*AUFGABEN*
- A) Wie viele Menschen wurden laut dem Quellenauszug seit 2003 unter der Arbeiterpartei aus der Armut geholt?
- B) Schreiben Sie den Abschnitt des Quellenauszugs von „Brasiliens Präsidentin Dilma“ bis „die Amtsenthebung beschäftigt.“ wortgetreu ab.

***** QUELLENAUSZUG *****

Brasiliens Präsidentin Dilma Rousseff gibt sich erstaunlich gelassen ob des Hasses, der ihr entgegenschlägt. Sie hat gelernt zu kämpfen, während der Militärdiktatur wurde sie gefoltert. Seit 2011 im Amt und 2014 wiedergewählt haben ein Korruptionsskandal und eine tiefe Rezession ihre Umfragewerte abstürzen lassen. Seit Wochen ist sie nur mit dem Kampf gegen die Amtsenthebung beschäftigt.

Wenig Volksnähe

Sie verweist darauf, dass unter der Ägide der linken Arbeiterpartei seit 2003 rund 40 Millionen Menschen aus der Armut geholt worden seien und sieht in Sozialtransfers auch aktive Wirtschaftspolitik, da der soziale Aufstieg neue Käuferschichten und mehr Konsum beschere.

***** VORLIEGENDE ANGABEN *****

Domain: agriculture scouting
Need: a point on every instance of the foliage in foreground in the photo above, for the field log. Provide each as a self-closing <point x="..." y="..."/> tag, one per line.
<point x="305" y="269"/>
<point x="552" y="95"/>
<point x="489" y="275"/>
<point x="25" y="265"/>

*****

*ANTWORTEN*
- A) Rund 40 Millionen Menschen.

- B)
Brasiliens Präsidentin Dilma Rousseff gibt sich erstaunlich gelassen ob des Hasses, der ihr entgegenschlägt. Sie hat gelernt zu kämpfen, während der Militärdiktatur wurde sie gefoltert. Seit 2011 im Amt und 2014 wiedergewählt haben ein Korruptionsskandal und eine tiefe Rezession ihre Umfragewerte abstürzen lassen. Seit Wochen ist sie nur mit dem Kampf gegen die Amtsenthebung beschäftigt.